------ Supplied data

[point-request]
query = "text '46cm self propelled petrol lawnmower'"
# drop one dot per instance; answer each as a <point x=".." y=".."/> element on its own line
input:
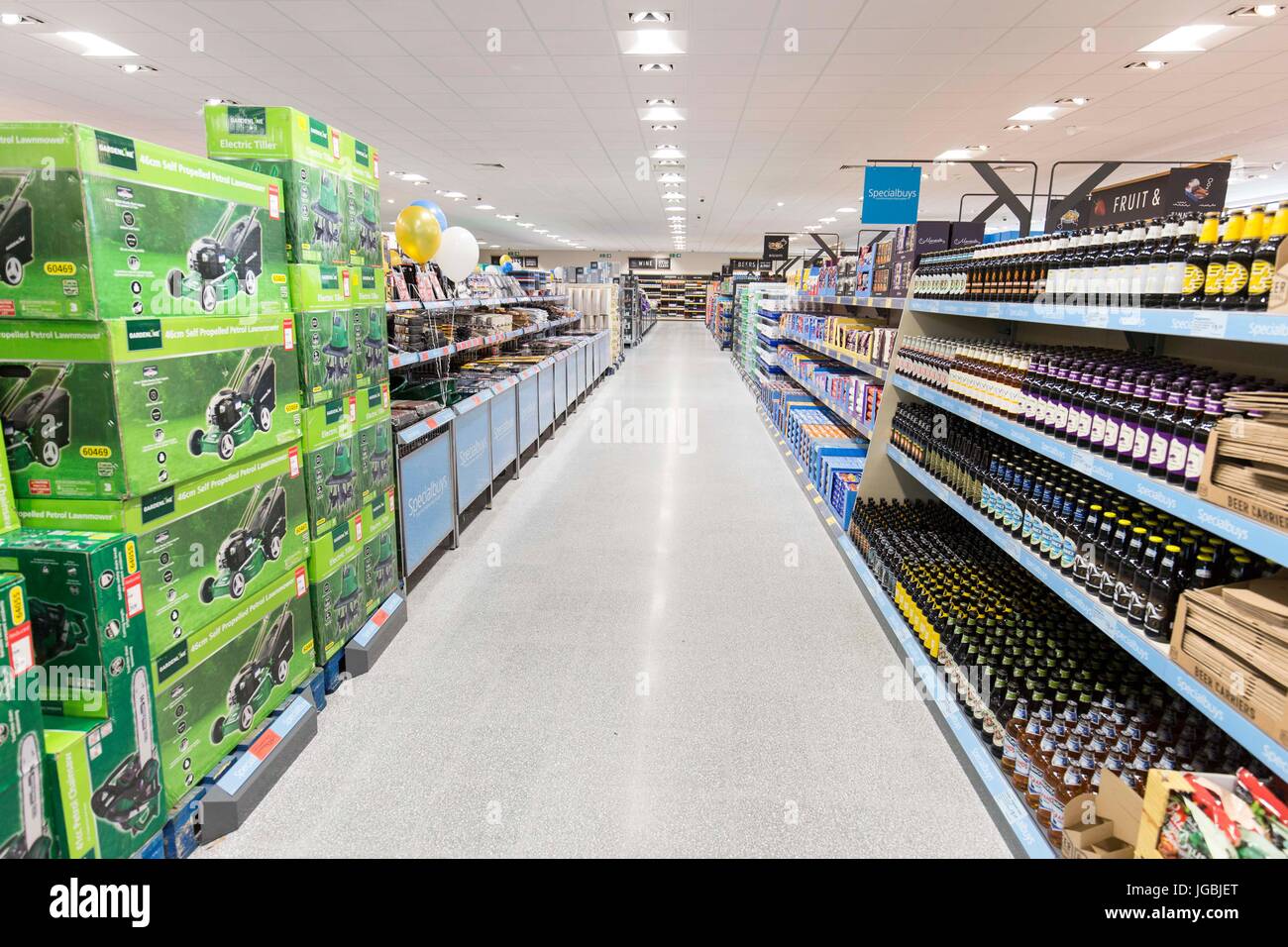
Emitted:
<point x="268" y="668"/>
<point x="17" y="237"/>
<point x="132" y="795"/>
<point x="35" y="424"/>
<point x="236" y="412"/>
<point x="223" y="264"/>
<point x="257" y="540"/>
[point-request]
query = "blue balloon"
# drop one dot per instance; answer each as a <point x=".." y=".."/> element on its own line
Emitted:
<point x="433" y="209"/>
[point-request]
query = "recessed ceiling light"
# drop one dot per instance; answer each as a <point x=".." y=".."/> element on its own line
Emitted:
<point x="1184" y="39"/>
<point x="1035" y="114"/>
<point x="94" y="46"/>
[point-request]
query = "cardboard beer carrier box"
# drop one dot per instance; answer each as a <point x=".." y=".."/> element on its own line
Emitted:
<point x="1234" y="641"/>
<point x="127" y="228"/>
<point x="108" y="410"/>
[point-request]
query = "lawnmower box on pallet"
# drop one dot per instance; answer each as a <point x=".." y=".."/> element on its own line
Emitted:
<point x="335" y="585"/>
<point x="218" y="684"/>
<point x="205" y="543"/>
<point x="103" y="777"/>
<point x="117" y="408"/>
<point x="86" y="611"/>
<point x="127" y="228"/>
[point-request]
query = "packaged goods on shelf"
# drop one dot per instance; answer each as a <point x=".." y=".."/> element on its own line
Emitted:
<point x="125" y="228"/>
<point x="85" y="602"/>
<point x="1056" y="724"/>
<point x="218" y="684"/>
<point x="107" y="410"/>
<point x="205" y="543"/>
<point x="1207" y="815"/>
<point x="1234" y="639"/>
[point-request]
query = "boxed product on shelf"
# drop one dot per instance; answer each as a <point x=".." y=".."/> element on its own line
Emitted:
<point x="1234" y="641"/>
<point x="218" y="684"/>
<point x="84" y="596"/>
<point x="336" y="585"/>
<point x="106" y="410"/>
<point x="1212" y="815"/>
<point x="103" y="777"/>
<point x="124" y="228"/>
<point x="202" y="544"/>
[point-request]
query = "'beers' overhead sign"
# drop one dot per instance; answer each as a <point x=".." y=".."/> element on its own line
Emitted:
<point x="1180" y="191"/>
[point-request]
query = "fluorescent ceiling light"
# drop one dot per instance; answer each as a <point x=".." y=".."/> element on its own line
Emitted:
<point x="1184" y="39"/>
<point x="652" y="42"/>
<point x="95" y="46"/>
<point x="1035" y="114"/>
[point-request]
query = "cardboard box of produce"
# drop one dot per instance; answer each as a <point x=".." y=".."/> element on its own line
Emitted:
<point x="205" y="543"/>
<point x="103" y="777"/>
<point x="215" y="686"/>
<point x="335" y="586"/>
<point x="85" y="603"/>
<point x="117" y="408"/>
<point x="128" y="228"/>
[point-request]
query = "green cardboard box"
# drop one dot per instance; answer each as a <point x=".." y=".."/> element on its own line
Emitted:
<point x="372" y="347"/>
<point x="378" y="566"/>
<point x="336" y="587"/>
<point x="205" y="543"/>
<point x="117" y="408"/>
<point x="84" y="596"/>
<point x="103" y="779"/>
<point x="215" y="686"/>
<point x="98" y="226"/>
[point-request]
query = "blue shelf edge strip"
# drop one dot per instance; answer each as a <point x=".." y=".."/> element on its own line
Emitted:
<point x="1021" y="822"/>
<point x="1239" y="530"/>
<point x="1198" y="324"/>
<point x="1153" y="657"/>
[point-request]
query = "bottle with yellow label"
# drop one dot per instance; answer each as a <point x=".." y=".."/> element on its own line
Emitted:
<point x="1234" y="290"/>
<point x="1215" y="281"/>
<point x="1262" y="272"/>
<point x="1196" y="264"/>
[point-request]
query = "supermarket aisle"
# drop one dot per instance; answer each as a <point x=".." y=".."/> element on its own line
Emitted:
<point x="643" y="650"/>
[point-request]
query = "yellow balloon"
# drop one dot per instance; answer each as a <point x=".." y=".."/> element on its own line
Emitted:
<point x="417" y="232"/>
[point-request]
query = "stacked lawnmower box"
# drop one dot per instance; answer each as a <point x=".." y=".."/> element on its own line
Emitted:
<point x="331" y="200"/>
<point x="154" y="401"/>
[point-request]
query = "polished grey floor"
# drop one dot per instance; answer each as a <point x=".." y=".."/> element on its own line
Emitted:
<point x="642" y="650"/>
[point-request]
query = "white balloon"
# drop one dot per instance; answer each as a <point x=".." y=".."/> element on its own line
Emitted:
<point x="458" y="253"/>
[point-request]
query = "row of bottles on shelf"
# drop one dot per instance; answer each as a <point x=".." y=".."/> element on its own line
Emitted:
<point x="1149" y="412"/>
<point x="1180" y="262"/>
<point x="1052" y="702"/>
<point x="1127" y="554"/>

------------

* Required work
Leave the pictures out and output the rest of the listing exactly.

* Result
[point-request]
query = "text '46cm self propelled petrol lawnmower'"
# drop one dot per instance; answer each as a <point x=".." y=".."/> element on its own line
input:
Emitted:
<point x="268" y="668"/>
<point x="17" y="237"/>
<point x="132" y="795"/>
<point x="35" y="424"/>
<point x="236" y="412"/>
<point x="223" y="264"/>
<point x="257" y="540"/>
[point-request]
query = "blue balloon"
# drop one dot per instance; answer each as a <point x=".." y=".."/> element on its own line
Emitted:
<point x="433" y="209"/>
[point-request]
query = "recessed ceiling light"
# drop one dot per instance; answer each as a <point x=".." y=".."/> element on its own line
Emitted:
<point x="1184" y="39"/>
<point x="1035" y="114"/>
<point x="94" y="46"/>
[point-request]
query = "cardboard beer carrier box"
# drop one dot per instance; answer each as a <point x=".." y=".."/> element on its own line
Emitted:
<point x="1234" y="641"/>
<point x="127" y="228"/>
<point x="108" y="410"/>
[point-request]
query = "lawnmower box on pallet"
# drop one dot per instance; answer each as a <point x=".." y=".."/> element on its own line
Emitted:
<point x="335" y="585"/>
<point x="218" y="684"/>
<point x="205" y="543"/>
<point x="103" y="777"/>
<point x="117" y="408"/>
<point x="86" y="611"/>
<point x="127" y="228"/>
[point-request]
query = "packaged goods on shelf"
# drop one dot per instance; answer each as a <point x=".." y=".."/> element on its own line
Emitted:
<point x="125" y="228"/>
<point x="85" y="602"/>
<point x="1056" y="724"/>
<point x="218" y="684"/>
<point x="107" y="410"/>
<point x="205" y="543"/>
<point x="1207" y="815"/>
<point x="1234" y="639"/>
[point-request]
query = "boxed product on shelf"
# drop one dot per instance; answer each as a <point x=".." y=".."/> element on its own line
Emitted:
<point x="1234" y="641"/>
<point x="218" y="684"/>
<point x="84" y="596"/>
<point x="336" y="585"/>
<point x="106" y="410"/>
<point x="1212" y="815"/>
<point x="103" y="777"/>
<point x="124" y="228"/>
<point x="202" y="544"/>
[point-request]
query = "'beers' overhead sign"
# drop one dot per instance; answer each as a <point x=".." y=".."/> element on its own line
Emitted:
<point x="1180" y="191"/>
[point-request]
query = "fluorescent ceiling light"
# drop one dot per instance; answer each as a <point x=".." y=".."/> element on its own line
Emitted:
<point x="1184" y="39"/>
<point x="652" y="42"/>
<point x="95" y="46"/>
<point x="1035" y="114"/>
[point-request]
query = "cardboard box of produce"
# drop one dot per instance; answer each as a <point x=".." y=".."/> element on its own line
Emitted:
<point x="205" y="543"/>
<point x="103" y="777"/>
<point x="215" y="686"/>
<point x="335" y="586"/>
<point x="85" y="603"/>
<point x="117" y="408"/>
<point x="128" y="228"/>
[point-request]
query = "green cardboard box"
# drop one dot per instance; answer each as a <point x=".." y=".."/> element on its own line
Emitted:
<point x="372" y="347"/>
<point x="378" y="566"/>
<point x="336" y="587"/>
<point x="205" y="543"/>
<point x="117" y="408"/>
<point x="84" y="596"/>
<point x="103" y="779"/>
<point x="215" y="686"/>
<point x="98" y="226"/>
[point-request]
query = "blue shelf edge strip"
# drop one dot per instance; answer each as a <point x=".." y=".."/> element on its own line
Emitted:
<point x="1021" y="822"/>
<point x="1239" y="530"/>
<point x="1198" y="324"/>
<point x="1153" y="657"/>
[point-request]
query = "bottle with yellow label"
# drop one dot per instance; answer each as a <point x=".." y=".."/> element on its own line
Emitted:
<point x="1234" y="290"/>
<point x="1215" y="281"/>
<point x="1262" y="272"/>
<point x="1196" y="264"/>
[point-request]
query = "supermarket aisle"
# drop one dot per instance; answer each as a <point x=".." y=".."/> element on its own line
Emitted:
<point x="643" y="650"/>
[point-request]
query = "yellow balloon"
# drop one dot per instance; answer each as a <point x=".." y=".."/> element on its own line
Emitted:
<point x="417" y="232"/>
[point-request]
query = "stacked lawnmower box"
# drop one dot per instance; answer each as a <point x=".." y=".."/> element on its own line
Emitted:
<point x="331" y="200"/>
<point x="154" y="401"/>
[point-request]
query = "polished grey floor"
# drop one dot per instance; answer each as a <point x=".." y=".."/> element on its own line
Emitted:
<point x="642" y="650"/>
[point-request]
query = "white balloon"
# drop one dot per instance; answer each as a <point x=".." y=".."/> element on its own line
Emitted:
<point x="458" y="253"/>
[point-request]
query = "row of bottles on shelf"
# drop one dot per instance; answer each as a <point x=".." y=".."/> element on its own line
Emitted:
<point x="1149" y="412"/>
<point x="1180" y="262"/>
<point x="1052" y="702"/>
<point x="1127" y="554"/>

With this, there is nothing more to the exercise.